Repeat exactly, and only, the lines from the one holding "Expected output: the position of each instance of the moored" through the last line of the records below.

START MATERIAL FOR THE TASK

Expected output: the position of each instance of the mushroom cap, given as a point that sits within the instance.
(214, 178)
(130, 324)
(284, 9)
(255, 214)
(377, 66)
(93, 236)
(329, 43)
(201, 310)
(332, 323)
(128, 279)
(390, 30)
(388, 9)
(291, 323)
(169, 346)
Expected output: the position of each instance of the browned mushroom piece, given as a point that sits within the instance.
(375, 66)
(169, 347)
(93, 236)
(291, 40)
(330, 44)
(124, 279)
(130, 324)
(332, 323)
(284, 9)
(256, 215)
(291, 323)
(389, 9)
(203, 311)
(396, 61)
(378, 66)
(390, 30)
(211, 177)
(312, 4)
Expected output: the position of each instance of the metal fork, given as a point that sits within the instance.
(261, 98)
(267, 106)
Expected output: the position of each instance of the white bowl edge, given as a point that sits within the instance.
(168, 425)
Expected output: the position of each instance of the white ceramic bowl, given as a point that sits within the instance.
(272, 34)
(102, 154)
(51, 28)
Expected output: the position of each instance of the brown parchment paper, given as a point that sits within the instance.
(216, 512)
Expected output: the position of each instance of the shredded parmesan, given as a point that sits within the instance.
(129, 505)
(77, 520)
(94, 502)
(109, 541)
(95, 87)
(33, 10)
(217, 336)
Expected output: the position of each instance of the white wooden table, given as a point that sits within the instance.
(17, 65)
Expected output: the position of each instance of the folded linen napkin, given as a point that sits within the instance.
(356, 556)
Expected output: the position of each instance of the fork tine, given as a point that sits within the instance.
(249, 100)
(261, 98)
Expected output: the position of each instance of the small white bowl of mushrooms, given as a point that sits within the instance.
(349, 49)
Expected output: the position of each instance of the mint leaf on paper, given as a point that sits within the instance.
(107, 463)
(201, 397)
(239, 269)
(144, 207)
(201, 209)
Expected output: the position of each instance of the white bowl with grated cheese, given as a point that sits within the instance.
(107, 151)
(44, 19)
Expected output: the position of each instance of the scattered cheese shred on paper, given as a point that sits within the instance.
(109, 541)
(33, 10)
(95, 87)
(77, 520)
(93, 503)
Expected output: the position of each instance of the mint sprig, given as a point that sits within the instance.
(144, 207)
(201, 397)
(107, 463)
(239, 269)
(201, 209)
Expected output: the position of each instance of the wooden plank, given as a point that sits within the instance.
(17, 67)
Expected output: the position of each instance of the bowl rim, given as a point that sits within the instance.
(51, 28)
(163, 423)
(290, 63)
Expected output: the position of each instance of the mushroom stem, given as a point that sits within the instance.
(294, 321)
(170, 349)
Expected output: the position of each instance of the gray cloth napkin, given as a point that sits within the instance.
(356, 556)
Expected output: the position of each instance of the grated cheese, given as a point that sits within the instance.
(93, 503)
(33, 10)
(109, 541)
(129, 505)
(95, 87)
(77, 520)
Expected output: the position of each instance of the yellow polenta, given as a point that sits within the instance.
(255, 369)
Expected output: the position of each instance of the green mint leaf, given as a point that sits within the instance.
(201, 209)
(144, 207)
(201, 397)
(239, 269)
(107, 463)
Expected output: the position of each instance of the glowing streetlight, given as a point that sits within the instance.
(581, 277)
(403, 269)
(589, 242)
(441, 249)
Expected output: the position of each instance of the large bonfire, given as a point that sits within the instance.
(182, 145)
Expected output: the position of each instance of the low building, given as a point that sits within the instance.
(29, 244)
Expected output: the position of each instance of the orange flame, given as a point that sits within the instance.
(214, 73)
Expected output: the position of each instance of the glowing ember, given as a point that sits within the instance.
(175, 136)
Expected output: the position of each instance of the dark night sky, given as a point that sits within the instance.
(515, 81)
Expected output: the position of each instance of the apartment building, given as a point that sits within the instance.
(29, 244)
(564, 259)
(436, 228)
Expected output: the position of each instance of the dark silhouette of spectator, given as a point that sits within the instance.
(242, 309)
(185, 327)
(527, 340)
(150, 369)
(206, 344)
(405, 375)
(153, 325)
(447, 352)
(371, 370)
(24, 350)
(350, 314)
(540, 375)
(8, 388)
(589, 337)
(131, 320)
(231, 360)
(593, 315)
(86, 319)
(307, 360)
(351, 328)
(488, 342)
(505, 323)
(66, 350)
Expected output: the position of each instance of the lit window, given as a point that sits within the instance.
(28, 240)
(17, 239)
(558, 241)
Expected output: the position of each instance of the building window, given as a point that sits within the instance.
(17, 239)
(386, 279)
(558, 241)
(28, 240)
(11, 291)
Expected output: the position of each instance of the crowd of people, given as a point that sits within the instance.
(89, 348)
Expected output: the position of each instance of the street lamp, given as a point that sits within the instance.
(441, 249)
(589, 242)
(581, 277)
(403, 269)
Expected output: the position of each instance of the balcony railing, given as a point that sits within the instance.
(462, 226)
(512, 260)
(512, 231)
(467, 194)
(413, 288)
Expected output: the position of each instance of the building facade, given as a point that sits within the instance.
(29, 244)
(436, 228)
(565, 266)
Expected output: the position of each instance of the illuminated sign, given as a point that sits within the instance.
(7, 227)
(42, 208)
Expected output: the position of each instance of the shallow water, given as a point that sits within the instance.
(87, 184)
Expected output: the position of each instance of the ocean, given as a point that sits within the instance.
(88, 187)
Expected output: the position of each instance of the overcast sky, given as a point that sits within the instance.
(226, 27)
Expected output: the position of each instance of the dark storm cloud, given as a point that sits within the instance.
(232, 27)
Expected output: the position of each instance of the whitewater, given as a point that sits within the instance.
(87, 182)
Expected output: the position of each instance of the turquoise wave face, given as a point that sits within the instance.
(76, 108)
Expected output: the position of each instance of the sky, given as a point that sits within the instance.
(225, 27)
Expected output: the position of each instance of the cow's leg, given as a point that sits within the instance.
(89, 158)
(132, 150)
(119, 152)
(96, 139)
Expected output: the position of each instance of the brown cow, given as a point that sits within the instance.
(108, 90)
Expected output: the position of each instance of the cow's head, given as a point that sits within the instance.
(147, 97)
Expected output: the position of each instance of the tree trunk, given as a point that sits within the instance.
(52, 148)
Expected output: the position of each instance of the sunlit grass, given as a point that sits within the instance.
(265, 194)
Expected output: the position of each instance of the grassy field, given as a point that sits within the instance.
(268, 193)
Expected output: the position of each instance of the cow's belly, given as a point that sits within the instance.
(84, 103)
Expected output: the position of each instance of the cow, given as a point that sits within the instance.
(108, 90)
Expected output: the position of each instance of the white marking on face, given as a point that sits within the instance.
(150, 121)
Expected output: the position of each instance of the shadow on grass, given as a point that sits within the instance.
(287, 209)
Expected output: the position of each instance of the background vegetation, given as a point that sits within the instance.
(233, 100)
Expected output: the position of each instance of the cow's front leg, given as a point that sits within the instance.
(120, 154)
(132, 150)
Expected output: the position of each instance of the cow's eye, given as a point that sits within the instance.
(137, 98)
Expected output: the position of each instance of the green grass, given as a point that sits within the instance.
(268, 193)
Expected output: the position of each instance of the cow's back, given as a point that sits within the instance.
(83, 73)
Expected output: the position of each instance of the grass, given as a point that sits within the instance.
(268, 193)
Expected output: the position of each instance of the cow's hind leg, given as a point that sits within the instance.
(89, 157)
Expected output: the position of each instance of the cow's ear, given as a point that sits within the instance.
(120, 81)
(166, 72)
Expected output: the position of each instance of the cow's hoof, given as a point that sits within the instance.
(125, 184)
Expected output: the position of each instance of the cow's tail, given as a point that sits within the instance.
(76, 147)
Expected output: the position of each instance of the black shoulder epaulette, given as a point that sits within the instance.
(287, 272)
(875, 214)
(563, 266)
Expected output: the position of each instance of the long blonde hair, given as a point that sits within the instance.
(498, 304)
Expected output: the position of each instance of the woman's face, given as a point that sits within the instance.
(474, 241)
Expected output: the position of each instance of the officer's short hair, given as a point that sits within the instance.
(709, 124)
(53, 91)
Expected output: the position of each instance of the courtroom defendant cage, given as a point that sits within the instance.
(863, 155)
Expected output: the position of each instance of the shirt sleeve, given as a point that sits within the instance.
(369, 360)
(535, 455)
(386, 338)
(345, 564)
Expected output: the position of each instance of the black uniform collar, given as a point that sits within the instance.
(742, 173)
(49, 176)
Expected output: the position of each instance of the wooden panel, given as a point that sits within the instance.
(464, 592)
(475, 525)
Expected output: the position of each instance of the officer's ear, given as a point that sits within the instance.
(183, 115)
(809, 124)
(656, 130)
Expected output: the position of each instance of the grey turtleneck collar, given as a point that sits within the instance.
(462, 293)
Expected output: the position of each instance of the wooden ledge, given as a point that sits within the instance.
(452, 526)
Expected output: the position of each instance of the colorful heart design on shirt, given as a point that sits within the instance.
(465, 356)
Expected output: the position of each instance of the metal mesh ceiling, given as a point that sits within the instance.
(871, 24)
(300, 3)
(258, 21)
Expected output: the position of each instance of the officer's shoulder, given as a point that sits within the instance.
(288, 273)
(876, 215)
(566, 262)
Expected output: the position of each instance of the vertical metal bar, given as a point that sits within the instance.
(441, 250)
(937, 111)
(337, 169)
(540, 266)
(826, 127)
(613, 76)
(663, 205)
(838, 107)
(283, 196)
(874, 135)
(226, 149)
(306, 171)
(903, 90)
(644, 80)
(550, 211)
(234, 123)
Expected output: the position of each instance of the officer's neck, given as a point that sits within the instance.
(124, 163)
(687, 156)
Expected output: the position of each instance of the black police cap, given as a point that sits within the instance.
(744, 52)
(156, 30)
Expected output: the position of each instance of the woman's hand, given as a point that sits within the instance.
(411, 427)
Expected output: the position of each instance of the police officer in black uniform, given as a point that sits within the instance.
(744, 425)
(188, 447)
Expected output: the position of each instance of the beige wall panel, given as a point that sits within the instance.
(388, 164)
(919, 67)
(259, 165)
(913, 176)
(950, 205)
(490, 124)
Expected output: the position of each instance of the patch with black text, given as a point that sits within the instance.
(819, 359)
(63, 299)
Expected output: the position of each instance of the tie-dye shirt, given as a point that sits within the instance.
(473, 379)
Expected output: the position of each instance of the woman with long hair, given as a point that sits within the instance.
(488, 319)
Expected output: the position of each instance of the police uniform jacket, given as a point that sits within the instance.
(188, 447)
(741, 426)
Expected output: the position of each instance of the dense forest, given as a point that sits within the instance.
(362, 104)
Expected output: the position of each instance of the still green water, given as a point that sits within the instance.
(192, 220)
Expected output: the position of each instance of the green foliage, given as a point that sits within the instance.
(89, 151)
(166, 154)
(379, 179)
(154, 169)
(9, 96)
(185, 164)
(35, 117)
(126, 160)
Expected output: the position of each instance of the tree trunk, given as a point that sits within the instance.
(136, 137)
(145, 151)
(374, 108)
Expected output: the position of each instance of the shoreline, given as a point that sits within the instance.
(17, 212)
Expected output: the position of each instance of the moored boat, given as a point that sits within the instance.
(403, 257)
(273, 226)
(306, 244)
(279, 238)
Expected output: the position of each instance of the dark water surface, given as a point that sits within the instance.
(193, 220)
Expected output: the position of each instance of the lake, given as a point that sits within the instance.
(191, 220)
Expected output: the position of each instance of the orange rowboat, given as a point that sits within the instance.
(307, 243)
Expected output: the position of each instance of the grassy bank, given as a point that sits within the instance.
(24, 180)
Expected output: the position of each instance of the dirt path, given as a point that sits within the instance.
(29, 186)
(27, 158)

END MATERIAL FOR THE TASK

* _TASK SOLUTION_:
Expected output: the position of each instance of the moored boat, given as a point that sits within the instance.
(403, 257)
(273, 226)
(306, 244)
(279, 238)
Expected output: the position of each instance of the dark water surface, given as a point that sits within the instance.
(193, 220)
Expected output: the position of each instance of the lake, given as a point that sits within the instance.
(191, 220)
Expected output: the position of each instance of the orange rowboat, given as a point that sits within the instance.
(307, 243)
Expected output: the position of each instance of the grassy bank, given as a point that sits within the instance.
(24, 180)
Expected output: the position of each instance of the dirt path, given as a point that sits within the instance.
(29, 186)
(27, 158)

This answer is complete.